• Laughter: it's free, it helps connect us with others, it helps us recover from illness, and it lowers stress

  • This Stress Awareness Week Paul Boross shares the research that shows humour is a healthy coping mechanism

  • If you are struggling with stress, we have therapists available to support you here

We’ve all come through a period of great uncertainty, worry, and stress. Finding ways to manage our mood and soothe the mind is more important than ever. With this week being Stress Awareness Week, I wanted to talk about having a laugh. Humour is a simple and powerful way to soothe stress. 

Good health and good humour

The saying goes that laughter is the best medicine. Whilst that may be a slight exaggeration, doctors are well aware of the connection between good health and good humour.

Studies have found that laughing can reduce your blood pressure, increase your pain tolerance, and improve recovery times. One such example is Dr William F. Fry, a psychiatrist at Stanford University, California who examined the physiological effects of laughter in the late 1960s and is considered the father of ‘gelotology’ – the science of laughter. 

His research showed that laughter can decrease your chances of respiratory infections and causes the body to produce endorphins which reduce pain and aid recovery.

The link between humour and resilience

One area where the positive benefits of humour have been very well researched is resilience, the ability of a person to recover from setbacks in life.

Al Siebert, founder of the Resiliency Center and author of The Resiliency Advantage, discovered that the ability to use playful humour and laughter in times of adversity is powerful, providing a new perspective, redefining the emotional meaning of the situation and leads to more effective actions. He says: “Playing with a situation makes a person more powerful than sheer determination. The person who toys with the situation creates an inner feeling of ‘this is my plaything; I am bigger than it… I won’t let it scare me. I’m going to have fun with this.'”

At times, when your stress levels are high, it can be hard to think of any other way to see a situation, let alone think of funny things to say about it. So, if you can’t step back mentally or emotionally, then step back physically. It can be that simple, just step away from what’s going on to take a minute to process and breathe.

Another way is to change your shoes. The comedian Steve Martin said: “Before you criticise a man, walk a mile in his shoes. That way, when you do criticise him, you’ll be a mile away and have his shoes.” So, change your perspective and consider how someone you trust would tackle this issue, or ask them for their advice. One of the most important things that can happen when you step into someone else’s shoes is that you can get a wider perspective and see your situation in a different way.

Laughter builds social connections

The key to soothing stress is also to be found in your relationships with others. When you’re feeling low, you might want to spend more time alone, which can make the problem worse. Sometimes, the thing you feel least like doing, such as reaching out to friends or just being around other people, is the thing that you need the most.

_Records:_

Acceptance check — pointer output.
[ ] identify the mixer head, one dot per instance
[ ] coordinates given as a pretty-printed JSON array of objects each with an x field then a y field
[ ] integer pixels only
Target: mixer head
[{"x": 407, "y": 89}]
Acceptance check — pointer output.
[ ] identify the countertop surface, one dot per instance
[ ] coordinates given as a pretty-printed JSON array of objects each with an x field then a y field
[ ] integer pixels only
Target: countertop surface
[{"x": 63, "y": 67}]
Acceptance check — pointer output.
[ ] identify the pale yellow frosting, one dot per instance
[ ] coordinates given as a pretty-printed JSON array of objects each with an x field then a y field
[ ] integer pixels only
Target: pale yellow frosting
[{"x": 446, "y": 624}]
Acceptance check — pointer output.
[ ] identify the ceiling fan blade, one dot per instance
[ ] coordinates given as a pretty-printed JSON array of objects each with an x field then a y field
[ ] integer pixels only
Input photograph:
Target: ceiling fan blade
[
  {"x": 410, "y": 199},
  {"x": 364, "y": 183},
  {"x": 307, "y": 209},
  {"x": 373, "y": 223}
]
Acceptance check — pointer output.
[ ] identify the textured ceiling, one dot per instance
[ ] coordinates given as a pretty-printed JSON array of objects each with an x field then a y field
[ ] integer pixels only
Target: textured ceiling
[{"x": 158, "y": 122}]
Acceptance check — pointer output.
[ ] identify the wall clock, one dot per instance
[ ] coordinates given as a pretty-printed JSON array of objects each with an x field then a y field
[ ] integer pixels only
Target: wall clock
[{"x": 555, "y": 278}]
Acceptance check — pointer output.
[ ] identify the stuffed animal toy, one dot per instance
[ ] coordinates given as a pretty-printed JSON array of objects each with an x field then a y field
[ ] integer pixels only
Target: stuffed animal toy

_What is needed:_
In the article on laughter and stress, which university was Dr William F. Fry affiliated with?

_Completed task:_
Stanford University, California.